──────── Extrait du texte ────────

Malheureusement, parfois la plume s'embrouille, trop pour se montrer claire et précise, trop pour être pleinement compréhensible, loin de la maîtrise de certains des chefs-d'œuvre de l'écrivain. J'ai retrouvé aussi ce défaut dans la description de la mécanique d'un complot mondain dans la dernière partie. J'ai saisi dans les grandes lignes comment ce dernier s'exécute, admirer la roublardise des exécutants, mais c'est trop emberlificoté à certains moments dans une redondance de détails inutiles ou, au contraire, d'un manque de détails lorsqu'il aurait fallu noircir un peu plus de lignes pour bien expliquer tel rebondissement, dans une surabondance d'autoréférences marquées (en citant directement les titres !) à d'autres ouvrages de La Comédie humaine par le prétexte de tels personnages apparaissant dans tel autre bouquin (en mode "je fais ma propre publicité parce que j'ai besoin que vous achetiez un max de mes livres étant donné que je n'ai jamais de thune et que mes créanciers veulent ma peau" !).

──────── Matériel fourni ────────

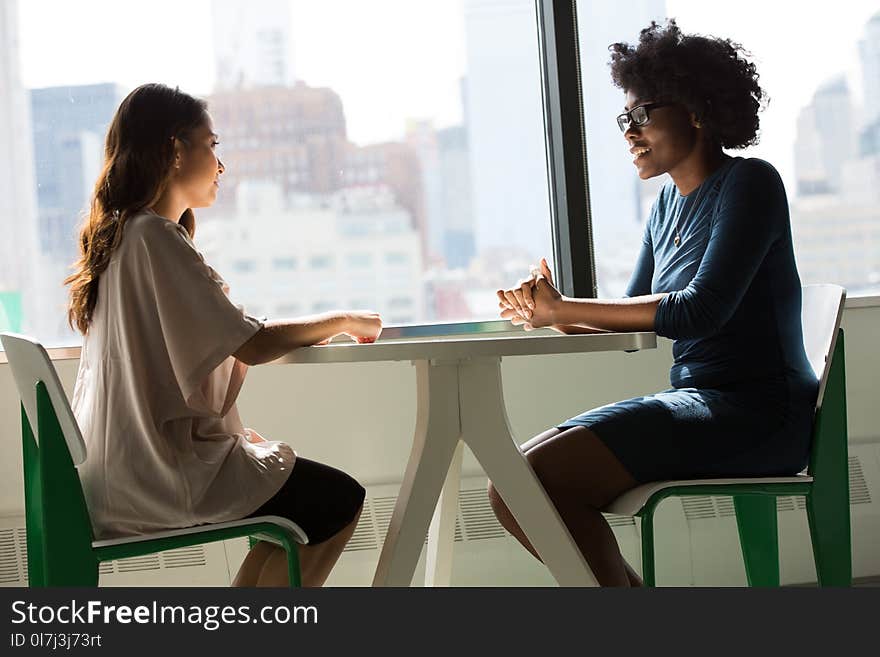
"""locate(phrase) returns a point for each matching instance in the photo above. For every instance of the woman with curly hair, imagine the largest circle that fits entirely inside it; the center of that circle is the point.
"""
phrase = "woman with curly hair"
(716, 274)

────────

Consignes de l'exercice:
- A) Réécrivez sous forme de liste le paragraphe de l'extrait qui commence par « Malheureusement, parfois la plume », en conservant ses faits essentiels.
- B) D'après l'extrait, dans quelle partie de l'ouvrage se trouve la description de la mécanique du complot mondain ?
Appuyez-vous uniquement sur l'extrait du texte.

Réponses données:
- A)
- L'écriture s'embrouille parfois. Elle manque alors de clarté et de précision et reste loin de la maîtrise de certains chefs-d'œuvre de l'écrivain.
- Ce défaut se retrouve dans la description du complot mondain de la dernière partie.
- On comprend dans les grandes lignes comment ce complot s'exécute, et l'on peut admirer la roublardise des exécutants.
- L'ensemble devient par moments trop emberlificoté. Certains détails sont inutiles et redondants, tandis qu'il en manque ailleurs pour bien expliquer certains rebondissements.
- Les autoréférences à d'autres ouvrages de La Comédie humaine, avec citation directe des titres, sont surabondantes. Le texte les présente ironiquement comme de l'autopromotion d'un écrivain sans argent et poursuivi par ses créanciers.

- B) Dans la dernière partie.